Exercise tasks —
• 1. In the climbers' accommodation excerpt, how much does a pitch at Hangdog cost per night?
• 2. Carry on the climbers' accommodation excerpt, picking up right after its final sentence about The Bivy and Long Dong.

Source excerpt —
☆ ☆ ☆ ☆ ☆ ☆ ☆
Some people may look at it and think it’s a bit beat up, grubby, and rough around the edges. Because it is. It is absolutely all of those things. And that’s exactly why people love it. But if you’re traveling solo and fancy a climb, be sure to hit it up.
Like it says on the website, you go for a day and stay for a month. It’s pretty cheap at NZD$14 per night for a pitch, but there’s also a bunkhouse (that wasn’t available when I was there) that offers a bit more ‘luxury’ at 20 bucks. Regardless of which you go for, anyone who visits will fall in love with Hangdog’s super chilled out, welcoming nature. It’s also perfectly situated for climbers and lovers of alternative lifestyles. After all, Takaka is the best of bases to live ‘the hippy life’! The surrounding nature and landscapes are pretty epic to explore too.
More importantly for climbers, Hangdog gives you near instant access to some of the top climbing spots in the country. For instance, just across the road you duck through some bushes and enter the most picturesque of river-oases. Crystal clear waters are lined by limestone slabs. It’s bouldering paradise. There are ropes to climb up, rocks to jump off, and a sweet overhanging ceiling to get the forearms working. Get tired? Cool off in the water.
Be aware that it can close in winter time (like, southern hemisphere winter time, from June to September…ish). Head there for summer for the best vibes.
Written by, Danny Newman: “Danny’s a26-year-old digital nomad who is currently writing and traveling his way around the world.” | What’s Danny Doing?
Location: Long Dong, New Taipei City, Taiwan Camp/Hostel:The Bivy Facilities: Small dorm, private rooms, lounge area Nearby Crags:Long Dong (less than 5 minutes driving), Bitou (walking distance from Long Dong) Best Time to Climb: It’s a rainy area (140in/370cm per year). Spring and fall can have streaks of rain. Winter can be cold and occasionally perfect. Summer is dry, minus the typhoons, but very hot
Review: The Bivy is the first accommodation around Long Dong that is designed for climbers, and is what I have called my home for the last 4 years. My husband, Qx, and I are Singaporean rock climbing guides based out of The Bivy, located less than 5 minutes drive from Long Dong (Dragon’s Cave), the biggest and best rock climbing in Taiwan.
☆ ☆ ☆ ☆ ☆ ☆ ☆
Recorded data —
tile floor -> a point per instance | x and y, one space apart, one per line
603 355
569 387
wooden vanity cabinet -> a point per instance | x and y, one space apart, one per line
☆ ☆ ☆ ☆ ☆ ☆ ☆
Task-by-task results —
• 1. NZD$14 per night.

• 2.
On May 6, 2015 The Bivy opened its doors to its first group of guests. Since then, we are pleased to meet and host climbers and foster friendships from all over the world. The Bivy is where climbers gather, exchange beta to get around independently and safely, and share climbing stories over beer, whiskey or sake.
Living in a quaint little fishing village, we get to enjoy nature, serenity, clean air, good spring water, small catches of fresh local seafood and seaweed. Other than climbing at Long Dong, we enjoy bouldering at Bitou Boulders and taking a walk around Bitou Cape, an underrated hike that offers a breath-taking spectacle of the Northeastern coastline of Taiwan against the backdrop of glistening waters of the Pacific Ocean.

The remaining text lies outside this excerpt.